** Begin Material supplied **

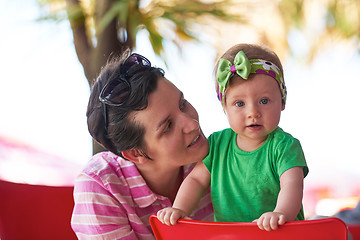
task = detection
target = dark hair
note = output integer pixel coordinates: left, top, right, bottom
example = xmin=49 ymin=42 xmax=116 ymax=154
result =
xmin=86 ymin=50 xmax=164 ymax=156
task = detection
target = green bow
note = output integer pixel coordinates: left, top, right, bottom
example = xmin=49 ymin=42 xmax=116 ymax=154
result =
xmin=216 ymin=51 xmax=251 ymax=102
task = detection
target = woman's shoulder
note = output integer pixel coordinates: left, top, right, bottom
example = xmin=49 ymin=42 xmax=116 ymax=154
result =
xmin=209 ymin=128 xmax=236 ymax=141
xmin=80 ymin=152 xmax=140 ymax=185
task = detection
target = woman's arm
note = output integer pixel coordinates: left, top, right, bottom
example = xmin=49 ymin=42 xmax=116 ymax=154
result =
xmin=157 ymin=162 xmax=211 ymax=226
xmin=256 ymin=167 xmax=304 ymax=231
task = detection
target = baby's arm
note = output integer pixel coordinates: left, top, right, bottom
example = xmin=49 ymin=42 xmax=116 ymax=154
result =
xmin=157 ymin=162 xmax=210 ymax=226
xmin=255 ymin=167 xmax=304 ymax=231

** End Material supplied **

[Exercise task]: Output all the rows above as a two-column CSV with the header input,output. Give one line per row, placing its text in input and its result in output, each as a single quoted field with line breaks replaced by spaces, and omit the pictures.

[The answer]:
input,output
"task = detection target = dark hair note = output integer pixel coordinates: left, top, right, bottom example = xmin=49 ymin=42 xmax=116 ymax=154 result =","xmin=86 ymin=50 xmax=164 ymax=156"
"task = detection target = green bow note = output integer pixel coordinates: left, top, right, bottom example = xmin=49 ymin=42 xmax=116 ymax=154 result =","xmin=216 ymin=51 xmax=251 ymax=102"
"task = detection target = woman's shoulder note = output integer pixel coordinates: left, top, right, bottom example = xmin=49 ymin=42 xmax=116 ymax=154 result =","xmin=209 ymin=128 xmax=236 ymax=141 xmin=80 ymin=152 xmax=140 ymax=185"
"task = detection target = woman's arm note = output integer pixel coordinates: left, top, right, bottom example = xmin=49 ymin=42 xmax=116 ymax=154 result =","xmin=157 ymin=162 xmax=211 ymax=226 xmin=256 ymin=167 xmax=304 ymax=231"
"task = detection target = baby's arm note = output integer pixel coordinates: left, top, right, bottom example = xmin=49 ymin=42 xmax=116 ymax=154 result =","xmin=157 ymin=162 xmax=210 ymax=226 xmin=255 ymin=167 xmax=304 ymax=231"